Input data:
____

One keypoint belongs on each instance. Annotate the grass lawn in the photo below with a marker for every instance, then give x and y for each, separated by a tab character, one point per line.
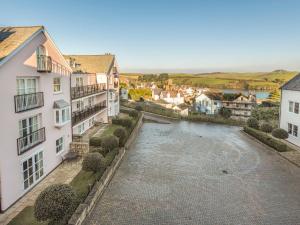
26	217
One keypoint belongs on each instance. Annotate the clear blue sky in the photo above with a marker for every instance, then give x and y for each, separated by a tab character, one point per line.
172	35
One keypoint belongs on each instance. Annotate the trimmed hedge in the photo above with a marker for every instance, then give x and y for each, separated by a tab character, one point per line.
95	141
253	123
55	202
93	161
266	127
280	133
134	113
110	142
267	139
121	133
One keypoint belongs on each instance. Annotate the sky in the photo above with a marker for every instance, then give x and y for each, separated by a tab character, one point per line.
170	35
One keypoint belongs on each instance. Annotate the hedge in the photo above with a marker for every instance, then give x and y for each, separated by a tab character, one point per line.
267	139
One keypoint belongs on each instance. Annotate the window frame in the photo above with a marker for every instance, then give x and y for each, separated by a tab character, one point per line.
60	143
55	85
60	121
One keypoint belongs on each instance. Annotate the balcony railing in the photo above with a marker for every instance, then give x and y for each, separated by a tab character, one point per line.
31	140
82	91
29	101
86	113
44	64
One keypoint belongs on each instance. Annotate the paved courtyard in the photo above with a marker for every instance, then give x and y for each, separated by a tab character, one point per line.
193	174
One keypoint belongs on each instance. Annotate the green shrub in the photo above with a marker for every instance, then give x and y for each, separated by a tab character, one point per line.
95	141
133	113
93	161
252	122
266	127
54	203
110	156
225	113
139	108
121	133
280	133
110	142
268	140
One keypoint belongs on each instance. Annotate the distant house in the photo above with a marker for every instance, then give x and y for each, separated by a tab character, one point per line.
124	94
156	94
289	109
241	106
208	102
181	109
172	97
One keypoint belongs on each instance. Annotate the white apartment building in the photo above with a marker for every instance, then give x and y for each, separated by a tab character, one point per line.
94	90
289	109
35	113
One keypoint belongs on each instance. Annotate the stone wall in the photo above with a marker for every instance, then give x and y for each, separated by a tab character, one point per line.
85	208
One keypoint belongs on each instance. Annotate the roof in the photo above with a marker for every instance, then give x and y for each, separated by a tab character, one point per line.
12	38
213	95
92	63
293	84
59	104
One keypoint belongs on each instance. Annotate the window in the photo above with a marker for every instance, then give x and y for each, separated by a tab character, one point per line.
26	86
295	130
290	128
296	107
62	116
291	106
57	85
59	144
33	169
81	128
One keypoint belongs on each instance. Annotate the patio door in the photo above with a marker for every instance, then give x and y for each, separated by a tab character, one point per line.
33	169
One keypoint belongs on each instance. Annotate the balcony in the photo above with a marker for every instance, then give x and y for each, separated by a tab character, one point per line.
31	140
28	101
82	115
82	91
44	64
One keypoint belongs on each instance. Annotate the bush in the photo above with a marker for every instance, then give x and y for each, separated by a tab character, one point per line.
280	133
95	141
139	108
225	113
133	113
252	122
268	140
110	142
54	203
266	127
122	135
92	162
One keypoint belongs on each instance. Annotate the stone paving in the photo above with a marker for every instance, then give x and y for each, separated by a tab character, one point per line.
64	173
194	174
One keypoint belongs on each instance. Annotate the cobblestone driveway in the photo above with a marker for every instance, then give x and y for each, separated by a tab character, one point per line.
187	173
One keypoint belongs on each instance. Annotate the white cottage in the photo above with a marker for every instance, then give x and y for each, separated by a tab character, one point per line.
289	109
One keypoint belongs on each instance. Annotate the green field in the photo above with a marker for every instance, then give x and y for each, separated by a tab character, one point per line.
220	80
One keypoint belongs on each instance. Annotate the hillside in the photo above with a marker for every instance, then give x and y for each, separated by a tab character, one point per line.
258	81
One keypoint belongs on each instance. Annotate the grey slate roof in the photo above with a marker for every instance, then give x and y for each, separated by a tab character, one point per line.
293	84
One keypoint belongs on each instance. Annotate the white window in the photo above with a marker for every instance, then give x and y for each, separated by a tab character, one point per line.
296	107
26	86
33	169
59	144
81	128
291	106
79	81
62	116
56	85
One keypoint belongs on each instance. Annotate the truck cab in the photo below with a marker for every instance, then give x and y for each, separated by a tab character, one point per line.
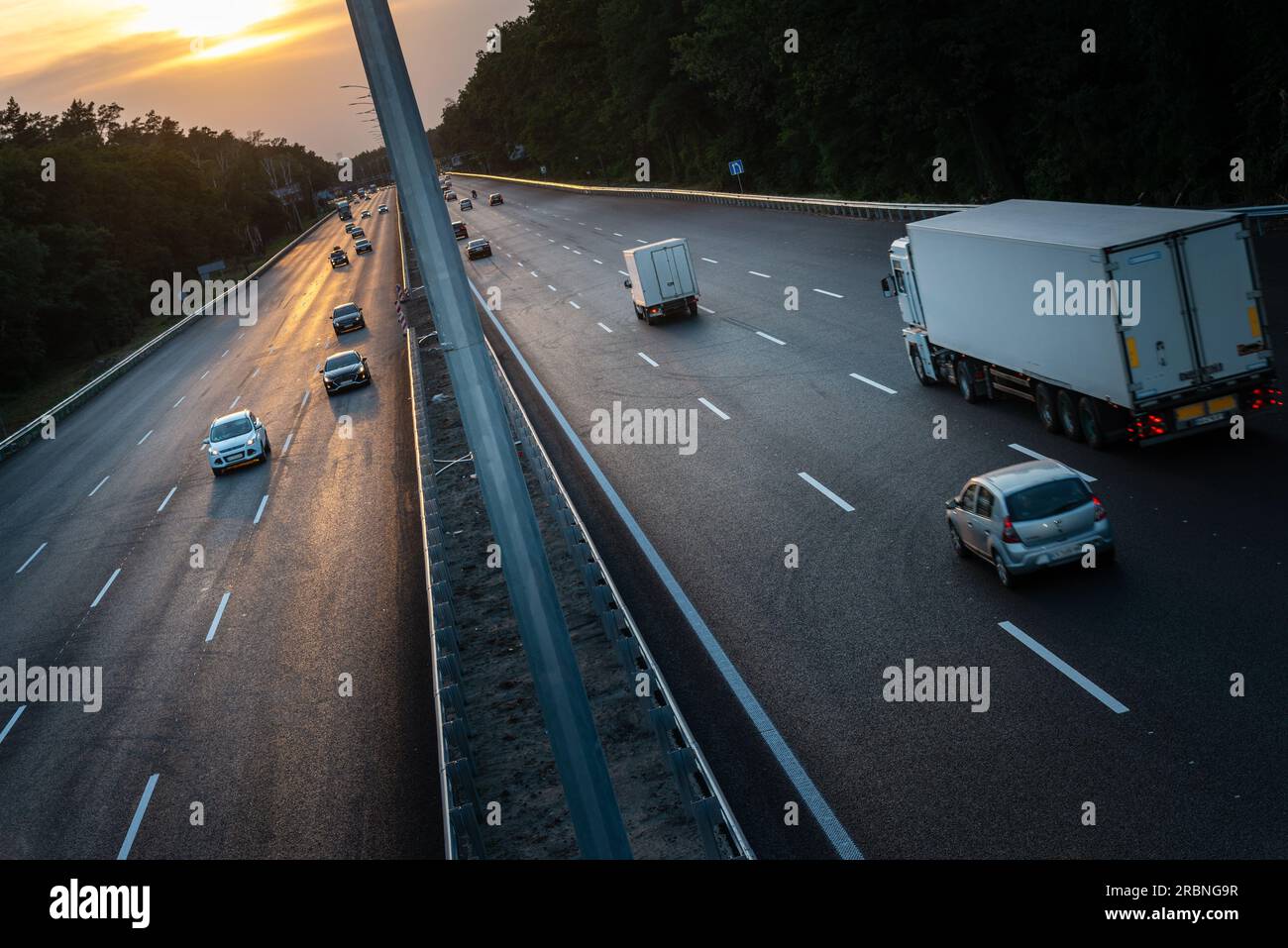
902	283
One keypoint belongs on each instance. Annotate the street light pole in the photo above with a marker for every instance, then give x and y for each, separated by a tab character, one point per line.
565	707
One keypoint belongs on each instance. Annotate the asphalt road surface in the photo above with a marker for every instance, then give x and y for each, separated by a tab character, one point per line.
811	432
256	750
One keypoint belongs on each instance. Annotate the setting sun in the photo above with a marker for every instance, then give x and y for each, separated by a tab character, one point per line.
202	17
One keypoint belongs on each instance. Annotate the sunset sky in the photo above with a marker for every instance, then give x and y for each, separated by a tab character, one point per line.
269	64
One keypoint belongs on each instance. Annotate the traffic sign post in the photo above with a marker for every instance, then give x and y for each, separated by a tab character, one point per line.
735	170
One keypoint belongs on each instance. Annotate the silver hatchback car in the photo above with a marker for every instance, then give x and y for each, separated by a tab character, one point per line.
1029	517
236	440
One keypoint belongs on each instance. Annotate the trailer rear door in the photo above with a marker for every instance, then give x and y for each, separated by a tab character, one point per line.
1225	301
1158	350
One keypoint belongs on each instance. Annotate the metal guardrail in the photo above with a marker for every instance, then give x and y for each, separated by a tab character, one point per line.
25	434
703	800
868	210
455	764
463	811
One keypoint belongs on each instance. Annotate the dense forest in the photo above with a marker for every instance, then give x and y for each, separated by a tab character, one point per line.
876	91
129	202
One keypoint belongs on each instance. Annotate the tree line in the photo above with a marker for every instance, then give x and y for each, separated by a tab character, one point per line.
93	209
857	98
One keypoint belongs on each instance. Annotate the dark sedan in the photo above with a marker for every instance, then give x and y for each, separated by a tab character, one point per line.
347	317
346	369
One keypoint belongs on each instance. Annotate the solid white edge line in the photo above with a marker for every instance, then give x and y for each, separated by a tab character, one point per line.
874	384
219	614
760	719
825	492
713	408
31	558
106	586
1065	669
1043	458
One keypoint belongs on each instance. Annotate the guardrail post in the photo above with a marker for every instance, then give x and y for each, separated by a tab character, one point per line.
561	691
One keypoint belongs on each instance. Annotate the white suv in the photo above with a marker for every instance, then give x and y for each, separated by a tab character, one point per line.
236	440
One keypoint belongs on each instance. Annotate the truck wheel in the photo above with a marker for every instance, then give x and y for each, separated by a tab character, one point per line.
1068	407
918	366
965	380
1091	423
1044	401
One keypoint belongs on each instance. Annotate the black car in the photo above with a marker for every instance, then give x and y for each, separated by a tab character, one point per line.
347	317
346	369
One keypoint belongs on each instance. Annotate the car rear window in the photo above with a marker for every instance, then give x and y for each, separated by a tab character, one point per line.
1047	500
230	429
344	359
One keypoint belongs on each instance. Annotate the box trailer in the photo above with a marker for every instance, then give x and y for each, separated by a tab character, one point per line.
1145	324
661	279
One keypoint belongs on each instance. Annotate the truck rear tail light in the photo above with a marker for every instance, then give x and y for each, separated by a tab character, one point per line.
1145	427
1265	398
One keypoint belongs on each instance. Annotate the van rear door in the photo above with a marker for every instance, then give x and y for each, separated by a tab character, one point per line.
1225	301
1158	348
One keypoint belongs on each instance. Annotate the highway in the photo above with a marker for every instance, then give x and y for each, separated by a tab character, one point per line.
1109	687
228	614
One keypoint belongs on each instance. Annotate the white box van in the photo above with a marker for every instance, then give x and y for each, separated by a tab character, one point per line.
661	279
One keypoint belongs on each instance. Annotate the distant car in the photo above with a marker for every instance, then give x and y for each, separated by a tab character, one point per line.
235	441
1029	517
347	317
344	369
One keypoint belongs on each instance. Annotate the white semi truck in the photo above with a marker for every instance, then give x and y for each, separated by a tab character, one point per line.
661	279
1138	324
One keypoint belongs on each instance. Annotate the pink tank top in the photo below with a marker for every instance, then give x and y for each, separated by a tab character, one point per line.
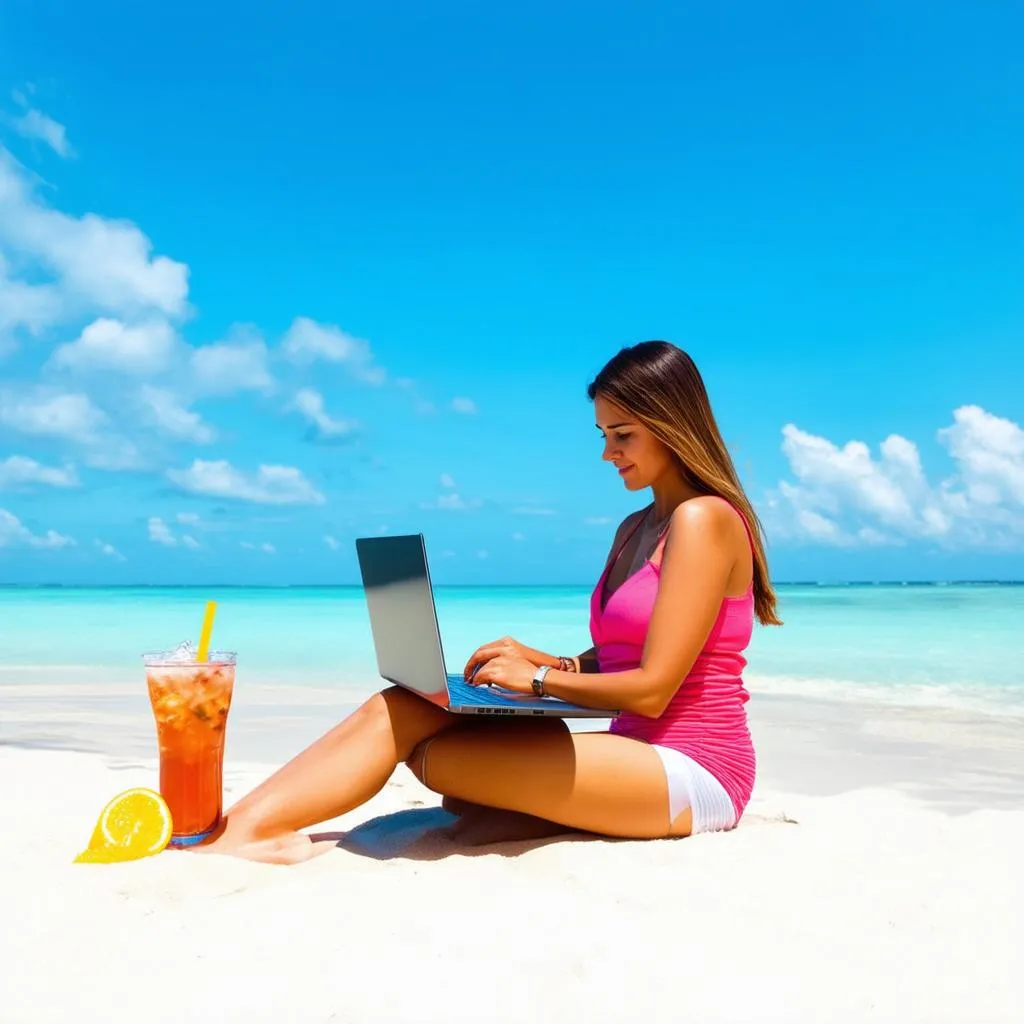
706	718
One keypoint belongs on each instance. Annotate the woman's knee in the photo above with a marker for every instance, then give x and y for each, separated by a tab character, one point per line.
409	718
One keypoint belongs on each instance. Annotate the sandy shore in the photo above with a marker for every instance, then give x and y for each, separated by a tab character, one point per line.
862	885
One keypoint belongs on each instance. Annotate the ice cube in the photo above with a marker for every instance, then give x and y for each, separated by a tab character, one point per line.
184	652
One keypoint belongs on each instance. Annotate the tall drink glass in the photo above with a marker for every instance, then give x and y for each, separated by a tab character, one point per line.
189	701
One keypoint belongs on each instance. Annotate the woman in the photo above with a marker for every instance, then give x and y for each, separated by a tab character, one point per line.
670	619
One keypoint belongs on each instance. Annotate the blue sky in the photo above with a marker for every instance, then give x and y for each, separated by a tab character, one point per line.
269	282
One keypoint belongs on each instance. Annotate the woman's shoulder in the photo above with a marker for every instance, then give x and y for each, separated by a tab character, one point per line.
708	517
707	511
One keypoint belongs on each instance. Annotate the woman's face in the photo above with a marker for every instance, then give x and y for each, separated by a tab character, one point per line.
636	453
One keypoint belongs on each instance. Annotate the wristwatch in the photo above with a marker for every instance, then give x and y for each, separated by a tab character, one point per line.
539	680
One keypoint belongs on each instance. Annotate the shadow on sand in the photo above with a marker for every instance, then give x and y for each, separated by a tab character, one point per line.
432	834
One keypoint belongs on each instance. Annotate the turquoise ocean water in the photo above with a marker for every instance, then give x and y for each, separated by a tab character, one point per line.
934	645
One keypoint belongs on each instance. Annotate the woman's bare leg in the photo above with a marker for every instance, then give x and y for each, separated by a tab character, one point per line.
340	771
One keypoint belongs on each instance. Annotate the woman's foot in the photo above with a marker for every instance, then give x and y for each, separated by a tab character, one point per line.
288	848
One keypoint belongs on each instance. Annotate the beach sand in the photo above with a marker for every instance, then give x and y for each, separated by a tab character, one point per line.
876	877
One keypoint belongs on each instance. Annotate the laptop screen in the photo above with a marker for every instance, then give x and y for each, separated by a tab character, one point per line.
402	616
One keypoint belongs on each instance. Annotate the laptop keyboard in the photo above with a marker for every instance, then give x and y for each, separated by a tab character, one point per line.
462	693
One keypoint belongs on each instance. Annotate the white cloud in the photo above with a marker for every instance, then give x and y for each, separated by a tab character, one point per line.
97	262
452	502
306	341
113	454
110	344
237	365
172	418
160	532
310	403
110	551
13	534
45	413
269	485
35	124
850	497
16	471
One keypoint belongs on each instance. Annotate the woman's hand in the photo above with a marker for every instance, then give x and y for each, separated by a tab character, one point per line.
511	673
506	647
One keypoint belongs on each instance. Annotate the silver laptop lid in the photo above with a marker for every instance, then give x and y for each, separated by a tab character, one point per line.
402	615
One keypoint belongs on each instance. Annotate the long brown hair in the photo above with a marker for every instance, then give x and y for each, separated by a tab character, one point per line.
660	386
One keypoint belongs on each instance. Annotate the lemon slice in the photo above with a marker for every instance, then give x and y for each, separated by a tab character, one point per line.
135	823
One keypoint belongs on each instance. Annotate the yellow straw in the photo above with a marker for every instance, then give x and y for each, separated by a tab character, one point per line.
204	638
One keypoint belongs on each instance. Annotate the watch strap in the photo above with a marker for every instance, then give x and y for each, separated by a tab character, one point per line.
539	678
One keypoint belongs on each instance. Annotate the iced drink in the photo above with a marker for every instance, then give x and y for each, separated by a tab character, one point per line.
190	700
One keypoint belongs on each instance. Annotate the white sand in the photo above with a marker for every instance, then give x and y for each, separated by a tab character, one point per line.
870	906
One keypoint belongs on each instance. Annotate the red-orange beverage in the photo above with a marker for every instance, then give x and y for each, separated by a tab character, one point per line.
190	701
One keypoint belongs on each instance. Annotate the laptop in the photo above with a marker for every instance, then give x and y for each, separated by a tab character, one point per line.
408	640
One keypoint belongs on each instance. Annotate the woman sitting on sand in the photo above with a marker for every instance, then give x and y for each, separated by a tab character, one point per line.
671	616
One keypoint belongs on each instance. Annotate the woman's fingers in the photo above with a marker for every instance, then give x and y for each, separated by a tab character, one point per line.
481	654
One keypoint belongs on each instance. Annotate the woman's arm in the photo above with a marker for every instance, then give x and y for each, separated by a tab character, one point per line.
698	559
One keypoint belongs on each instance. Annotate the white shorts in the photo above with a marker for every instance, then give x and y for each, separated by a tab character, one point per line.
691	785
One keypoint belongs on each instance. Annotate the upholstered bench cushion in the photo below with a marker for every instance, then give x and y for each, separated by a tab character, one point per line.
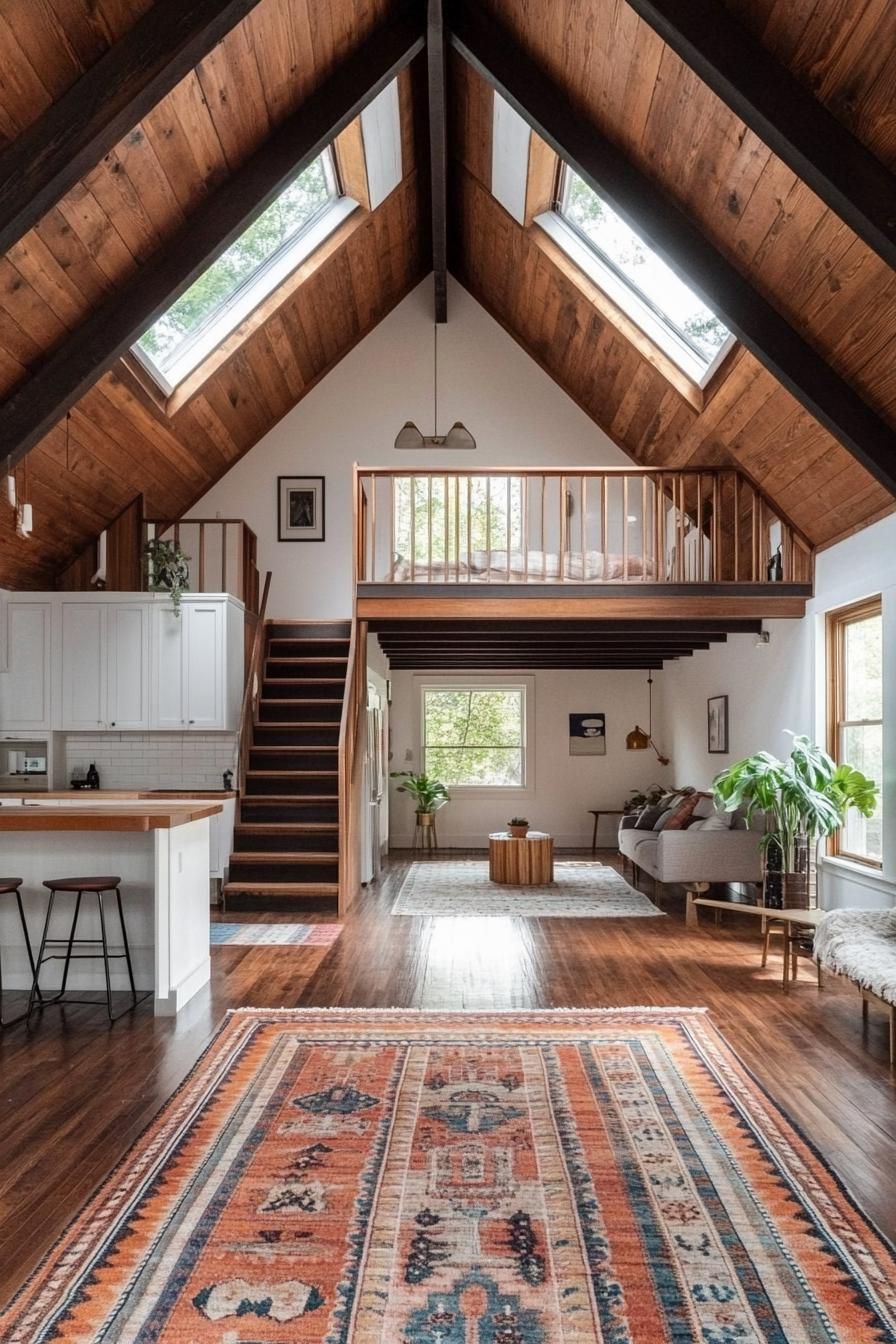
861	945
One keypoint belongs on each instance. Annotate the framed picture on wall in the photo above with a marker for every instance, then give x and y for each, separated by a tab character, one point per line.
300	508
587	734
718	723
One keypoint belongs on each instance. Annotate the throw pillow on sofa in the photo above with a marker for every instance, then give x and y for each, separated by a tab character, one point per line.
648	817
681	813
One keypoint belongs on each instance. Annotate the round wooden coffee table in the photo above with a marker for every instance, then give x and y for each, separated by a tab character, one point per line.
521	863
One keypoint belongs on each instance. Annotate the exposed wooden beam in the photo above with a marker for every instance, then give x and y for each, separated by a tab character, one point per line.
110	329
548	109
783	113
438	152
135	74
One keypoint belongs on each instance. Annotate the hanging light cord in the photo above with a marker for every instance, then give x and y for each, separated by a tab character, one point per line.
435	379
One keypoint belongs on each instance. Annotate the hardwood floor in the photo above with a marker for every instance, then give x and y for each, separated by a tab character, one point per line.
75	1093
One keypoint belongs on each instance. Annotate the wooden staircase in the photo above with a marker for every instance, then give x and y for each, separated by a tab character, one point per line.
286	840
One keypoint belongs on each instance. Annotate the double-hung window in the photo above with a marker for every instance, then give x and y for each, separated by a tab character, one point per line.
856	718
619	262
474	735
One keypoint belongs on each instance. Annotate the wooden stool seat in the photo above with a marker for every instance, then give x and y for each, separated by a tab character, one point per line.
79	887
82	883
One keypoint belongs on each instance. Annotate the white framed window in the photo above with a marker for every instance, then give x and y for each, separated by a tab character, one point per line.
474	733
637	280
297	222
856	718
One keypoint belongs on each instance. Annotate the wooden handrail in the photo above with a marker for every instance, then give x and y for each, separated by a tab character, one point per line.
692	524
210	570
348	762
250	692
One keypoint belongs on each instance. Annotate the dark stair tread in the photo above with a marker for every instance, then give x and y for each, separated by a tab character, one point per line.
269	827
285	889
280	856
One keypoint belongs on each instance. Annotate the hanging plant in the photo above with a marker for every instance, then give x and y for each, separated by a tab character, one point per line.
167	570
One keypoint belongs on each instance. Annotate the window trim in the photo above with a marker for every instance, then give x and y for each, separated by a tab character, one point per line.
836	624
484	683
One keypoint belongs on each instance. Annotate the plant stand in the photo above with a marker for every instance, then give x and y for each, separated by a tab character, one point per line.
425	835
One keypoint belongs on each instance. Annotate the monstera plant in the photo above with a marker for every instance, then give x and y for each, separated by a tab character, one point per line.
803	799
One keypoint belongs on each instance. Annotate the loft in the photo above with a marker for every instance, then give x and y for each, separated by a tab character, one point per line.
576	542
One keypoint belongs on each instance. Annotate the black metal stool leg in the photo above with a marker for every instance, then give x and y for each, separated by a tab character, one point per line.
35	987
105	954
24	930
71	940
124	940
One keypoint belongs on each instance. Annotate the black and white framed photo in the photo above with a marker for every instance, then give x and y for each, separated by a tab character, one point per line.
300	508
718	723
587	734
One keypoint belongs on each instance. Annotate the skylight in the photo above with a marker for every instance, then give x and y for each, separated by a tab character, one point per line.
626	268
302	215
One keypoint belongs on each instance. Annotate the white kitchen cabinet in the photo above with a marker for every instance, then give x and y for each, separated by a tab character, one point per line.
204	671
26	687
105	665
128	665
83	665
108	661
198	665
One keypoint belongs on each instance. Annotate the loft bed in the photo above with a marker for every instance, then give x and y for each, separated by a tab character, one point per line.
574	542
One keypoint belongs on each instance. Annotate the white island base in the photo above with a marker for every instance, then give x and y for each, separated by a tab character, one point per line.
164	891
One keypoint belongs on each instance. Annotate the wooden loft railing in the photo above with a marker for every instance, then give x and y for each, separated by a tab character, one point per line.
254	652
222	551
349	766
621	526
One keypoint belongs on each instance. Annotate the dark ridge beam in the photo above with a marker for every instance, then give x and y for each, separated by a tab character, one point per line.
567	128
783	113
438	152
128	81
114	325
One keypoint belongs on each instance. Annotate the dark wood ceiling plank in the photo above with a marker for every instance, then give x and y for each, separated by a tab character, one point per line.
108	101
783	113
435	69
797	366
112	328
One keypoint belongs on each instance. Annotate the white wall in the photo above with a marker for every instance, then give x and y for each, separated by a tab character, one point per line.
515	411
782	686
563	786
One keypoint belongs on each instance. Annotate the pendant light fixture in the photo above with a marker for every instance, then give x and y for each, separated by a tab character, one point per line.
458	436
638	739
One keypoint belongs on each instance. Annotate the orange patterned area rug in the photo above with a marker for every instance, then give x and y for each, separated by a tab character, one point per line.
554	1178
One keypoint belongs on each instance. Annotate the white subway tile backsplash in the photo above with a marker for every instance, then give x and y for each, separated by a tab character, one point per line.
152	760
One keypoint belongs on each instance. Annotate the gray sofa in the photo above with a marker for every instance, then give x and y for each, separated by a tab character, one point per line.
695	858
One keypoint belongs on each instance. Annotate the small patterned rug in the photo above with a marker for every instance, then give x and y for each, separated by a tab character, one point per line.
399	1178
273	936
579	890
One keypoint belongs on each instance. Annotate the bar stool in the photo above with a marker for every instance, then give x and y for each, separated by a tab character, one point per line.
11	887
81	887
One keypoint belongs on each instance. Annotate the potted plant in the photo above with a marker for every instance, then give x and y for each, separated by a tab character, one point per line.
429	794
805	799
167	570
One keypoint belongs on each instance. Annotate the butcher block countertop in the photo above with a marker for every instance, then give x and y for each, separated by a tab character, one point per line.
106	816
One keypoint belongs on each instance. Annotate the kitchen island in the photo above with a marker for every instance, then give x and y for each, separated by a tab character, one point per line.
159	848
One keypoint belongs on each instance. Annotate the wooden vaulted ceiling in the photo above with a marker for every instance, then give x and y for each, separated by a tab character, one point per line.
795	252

____

Each line from the one containing "One keypoint belongs on each instance. Annotate the butcher" to the close of the records must appear in the output exactly, and no other line.

One keypoint belongs on each instance. Annotate the butcher block countertop in the photo above with a marker for every instance, then give x and y for each, separated by a tab character, one point per line.
106	816
One keypoint belongs on each instance. Annotate the kitchen island in the photo above with a marker for every instance, then give x and y for each, separated by a tab character, one point per line.
159	848
One keypoint belongs on each instance. Annotate the wooden vaulted ceiling in the photo above with a marker for every instance, then give x and y for each, separated by a tab character, one point per line.
795	252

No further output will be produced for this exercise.